Start of STUDY MATERIAL

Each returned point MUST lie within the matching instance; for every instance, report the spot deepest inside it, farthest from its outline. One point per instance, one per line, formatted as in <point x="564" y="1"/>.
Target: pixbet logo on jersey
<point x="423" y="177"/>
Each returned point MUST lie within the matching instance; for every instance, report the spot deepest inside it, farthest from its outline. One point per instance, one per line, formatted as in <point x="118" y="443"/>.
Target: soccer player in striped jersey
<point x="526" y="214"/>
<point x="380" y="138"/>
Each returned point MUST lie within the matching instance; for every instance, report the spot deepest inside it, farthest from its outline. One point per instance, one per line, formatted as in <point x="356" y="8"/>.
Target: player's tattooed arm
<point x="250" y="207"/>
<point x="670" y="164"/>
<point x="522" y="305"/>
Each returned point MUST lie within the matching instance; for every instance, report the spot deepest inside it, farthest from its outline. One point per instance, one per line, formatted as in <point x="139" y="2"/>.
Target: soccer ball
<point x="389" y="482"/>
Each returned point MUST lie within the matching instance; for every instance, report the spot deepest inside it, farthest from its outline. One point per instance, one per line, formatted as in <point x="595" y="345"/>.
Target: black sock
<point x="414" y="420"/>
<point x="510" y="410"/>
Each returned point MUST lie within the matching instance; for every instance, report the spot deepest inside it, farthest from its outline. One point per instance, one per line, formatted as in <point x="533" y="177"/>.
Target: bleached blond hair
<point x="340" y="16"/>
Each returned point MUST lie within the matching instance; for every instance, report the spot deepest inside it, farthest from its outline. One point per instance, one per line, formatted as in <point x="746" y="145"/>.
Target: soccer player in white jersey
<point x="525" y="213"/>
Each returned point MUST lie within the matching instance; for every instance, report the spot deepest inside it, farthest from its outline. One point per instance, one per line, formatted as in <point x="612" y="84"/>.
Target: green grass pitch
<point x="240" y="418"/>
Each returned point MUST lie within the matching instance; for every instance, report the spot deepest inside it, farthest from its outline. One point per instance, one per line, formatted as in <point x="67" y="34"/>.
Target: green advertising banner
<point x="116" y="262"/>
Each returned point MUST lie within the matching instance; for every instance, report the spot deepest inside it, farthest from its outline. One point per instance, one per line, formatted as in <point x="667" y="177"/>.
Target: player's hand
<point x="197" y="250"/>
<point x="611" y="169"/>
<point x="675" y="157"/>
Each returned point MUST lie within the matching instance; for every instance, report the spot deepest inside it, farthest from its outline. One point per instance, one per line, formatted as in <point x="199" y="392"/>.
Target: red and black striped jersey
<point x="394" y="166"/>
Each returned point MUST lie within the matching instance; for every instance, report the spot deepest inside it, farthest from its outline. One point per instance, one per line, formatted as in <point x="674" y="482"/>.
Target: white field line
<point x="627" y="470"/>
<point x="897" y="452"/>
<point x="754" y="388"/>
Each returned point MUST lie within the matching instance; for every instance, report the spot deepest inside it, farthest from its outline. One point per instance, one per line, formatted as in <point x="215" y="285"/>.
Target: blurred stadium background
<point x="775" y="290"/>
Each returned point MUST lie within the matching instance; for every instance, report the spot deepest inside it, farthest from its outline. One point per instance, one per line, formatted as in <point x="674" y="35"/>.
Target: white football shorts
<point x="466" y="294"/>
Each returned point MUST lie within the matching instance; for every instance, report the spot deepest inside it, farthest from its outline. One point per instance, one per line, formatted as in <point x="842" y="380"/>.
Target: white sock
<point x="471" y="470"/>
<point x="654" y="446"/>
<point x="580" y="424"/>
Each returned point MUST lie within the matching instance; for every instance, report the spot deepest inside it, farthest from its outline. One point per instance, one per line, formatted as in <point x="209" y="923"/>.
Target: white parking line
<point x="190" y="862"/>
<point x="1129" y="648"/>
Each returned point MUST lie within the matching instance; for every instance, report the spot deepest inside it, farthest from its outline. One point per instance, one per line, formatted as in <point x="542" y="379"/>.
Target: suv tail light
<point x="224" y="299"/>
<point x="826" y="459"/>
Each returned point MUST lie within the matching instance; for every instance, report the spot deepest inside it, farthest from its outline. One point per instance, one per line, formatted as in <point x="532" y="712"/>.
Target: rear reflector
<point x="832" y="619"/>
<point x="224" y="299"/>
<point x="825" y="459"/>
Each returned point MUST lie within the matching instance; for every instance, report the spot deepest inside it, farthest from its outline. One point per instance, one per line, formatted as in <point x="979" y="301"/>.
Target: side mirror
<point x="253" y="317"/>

End of STUDY MATERIAL

◆ TASK TO COMPLETE: Output the entire set of records exactly as shown.

◆ EXERCISE SOLUTION:
Each returned point MUST lie within the matching instance; for every instance, report the spot deepest inside it, farthest from its outline. One point per instance, one per line, formatted as in <point x="564" y="1"/>.
Target: pixbet logo on jersey
<point x="423" y="177"/>
Each returned point MUST lie within the matching instance; for every instance, report the spot deepest inside it, farthest from its outline. One point per instance, one per line, formatted as in <point x="118" y="443"/>.
Target: soccer player in striped jersey
<point x="526" y="214"/>
<point x="380" y="138"/>
Each returned point MUST lie within the matching instance; for every instance, report the spot deepest inside it, farthest from its outline. One point per instance, one per line, formatted as in <point x="356" y="8"/>.
Target: player's tattooed arm
<point x="250" y="207"/>
<point x="670" y="164"/>
<point x="522" y="305"/>
Each returned point MUST lie within the matching instance; for every instance, report the spot deepest inside it, farthest from its outline. One point per instance, one per line, formatted as in <point x="139" y="2"/>.
Target: soccer ball
<point x="389" y="482"/>
Each returned point MUST lie within the matching instance; for every instance, report the spot deepest inside it, farthest from its outline. One point per instance, one per line, formatted as in <point x="595" y="345"/>.
Target: black sock
<point x="414" y="420"/>
<point x="510" y="410"/>
Each returned point MUST lie within the matching instance; for every instance, report the spot deepest inside it, farthest from its outline. One point per instance, one per line, formatted as in <point x="533" y="177"/>.
Target: bleached blond hair
<point x="340" y="16"/>
Each returned point MUST lie within the matching instance; for every instance, report the spot deepest inside it, farthest from its outline. One point per instance, one per line, formatted as in <point x="746" y="145"/>.
Target: soccer player in white jersey
<point x="525" y="213"/>
Each returned point MUST lie within the matching instance; for every instance, report the spot deepest inside it, farthest from its outline. One point per instance, one per line, formatted as in <point x="612" y="84"/>.
Target: green grass pitch
<point x="240" y="418"/>
Each returned point MUST lie within the matching instance; for every instance, report the spot deepest inside it, farthest from its outline. One point per instance, one per line, formatted as in <point x="67" y="34"/>.
Target: green advertising banner
<point x="116" y="262"/>
Each returned point MUST lie within the matching instance; for every instance, report the spot deepest inside it, farthest from its outline. One point per instance, one per line, formatted as in <point x="667" y="177"/>.
Target: player's hand
<point x="197" y="250"/>
<point x="611" y="169"/>
<point x="675" y="157"/>
Each returned point MUST lie within the matching instance; for every instance, report the spot deepest inside it, farthest from its outline. One point per instance, one per line, formatted as in <point x="199" y="392"/>.
Target: red and black striped jersey
<point x="394" y="166"/>
Each returned point MUST lie within the matching instance; for every instance, report the spot deepest inside it, farthest from its outline. One point per instance, one per line, formatted as in <point x="674" y="482"/>.
Target: white field line
<point x="627" y="470"/>
<point x="897" y="452"/>
<point x="754" y="388"/>
Each returned point MUST lie within the matching instance; for every instance, report the spot deepest inside it, farthest from its outline. One point per instance, one per line, formatted as in <point x="215" y="285"/>.
Target: blurred stadium background
<point x="775" y="290"/>
Each returned point MUST lie within the matching instance; for every instance, report the spot deepest inside it, farthest from its outline. One point per instance, one per line, formatted as in <point x="674" y="35"/>.
Target: white football shorts
<point x="466" y="294"/>
Each returned point MUST lie within the matching instance; for every instance, report the spot deepest inside it, farthest from its outline. One point per instance, one per line, formatted as in <point x="842" y="380"/>.
Target: white sock
<point x="471" y="470"/>
<point x="654" y="446"/>
<point x="580" y="424"/>
Each returned point MUST lie within the matching instance; for every instance, report the spot deepest inside it, farthest from its outline. One point per instance, one per line, formatted as in <point x="209" y="923"/>.
Target: white parking line
<point x="190" y="862"/>
<point x="1129" y="648"/>
Each returned point MUST lie within the matching instance; for every instance, report the spot deepest inside it, farthest from its outline. One point per instance, one per line, formatted as in <point x="542" y="379"/>.
Target: suv tail light
<point x="224" y="299"/>
<point x="826" y="459"/>
Each returned point MUST lie within the matching instance; for every instance, report the spot deepest inside it, farthest from its outline. One point per instance, one per line, formatted as in <point x="532" y="712"/>.
Target: rear reflector
<point x="832" y="619"/>
<point x="224" y="299"/>
<point x="825" y="459"/>
Each returned point MUST lie within the matching instance; for every instance, report the spot deepest inside it, farthest from its outline. One point per instance, one per line, formatted as in <point x="979" y="301"/>.
Target: side mirror
<point x="253" y="317"/>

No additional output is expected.